Written task ▸
Write out without alteration the rows from the first one through the row containing "339L103 361L165 549L343", both included.

Dataset content ▸
##############################

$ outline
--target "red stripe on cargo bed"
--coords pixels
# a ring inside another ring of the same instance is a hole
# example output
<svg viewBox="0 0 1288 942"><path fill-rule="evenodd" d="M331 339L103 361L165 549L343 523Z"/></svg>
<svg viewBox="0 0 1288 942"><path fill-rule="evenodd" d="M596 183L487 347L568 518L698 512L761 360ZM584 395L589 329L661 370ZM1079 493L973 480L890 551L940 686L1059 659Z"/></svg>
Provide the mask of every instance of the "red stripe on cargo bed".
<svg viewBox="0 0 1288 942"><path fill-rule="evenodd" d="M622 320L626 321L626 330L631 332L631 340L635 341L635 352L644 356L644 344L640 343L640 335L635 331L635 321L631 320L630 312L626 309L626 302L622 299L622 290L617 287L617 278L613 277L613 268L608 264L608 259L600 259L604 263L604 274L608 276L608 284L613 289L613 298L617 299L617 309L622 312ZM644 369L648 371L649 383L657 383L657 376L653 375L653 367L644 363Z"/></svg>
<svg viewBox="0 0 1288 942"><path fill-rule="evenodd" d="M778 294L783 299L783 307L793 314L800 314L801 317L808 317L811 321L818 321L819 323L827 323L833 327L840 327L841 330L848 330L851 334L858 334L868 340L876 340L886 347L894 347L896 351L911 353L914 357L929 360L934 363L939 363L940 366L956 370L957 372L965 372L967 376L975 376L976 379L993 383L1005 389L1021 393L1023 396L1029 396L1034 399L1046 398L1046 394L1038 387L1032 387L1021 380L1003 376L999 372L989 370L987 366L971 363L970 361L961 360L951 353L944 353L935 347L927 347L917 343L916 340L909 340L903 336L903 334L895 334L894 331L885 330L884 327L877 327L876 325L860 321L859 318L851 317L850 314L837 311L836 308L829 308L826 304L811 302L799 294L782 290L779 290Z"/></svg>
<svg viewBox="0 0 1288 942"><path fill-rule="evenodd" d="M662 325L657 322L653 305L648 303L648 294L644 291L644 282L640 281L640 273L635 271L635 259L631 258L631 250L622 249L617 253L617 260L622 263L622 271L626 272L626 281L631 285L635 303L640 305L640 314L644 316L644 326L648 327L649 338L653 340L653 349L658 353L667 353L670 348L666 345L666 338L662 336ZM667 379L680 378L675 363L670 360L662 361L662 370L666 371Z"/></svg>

##############################

Solution below ▸
$ outline
--target "red stripe on cargo bed"
--coords pixels
# a ring inside another ring of the same instance is a hole
# example output
<svg viewBox="0 0 1288 942"><path fill-rule="evenodd" d="M331 339L103 361L165 549L343 523Z"/></svg>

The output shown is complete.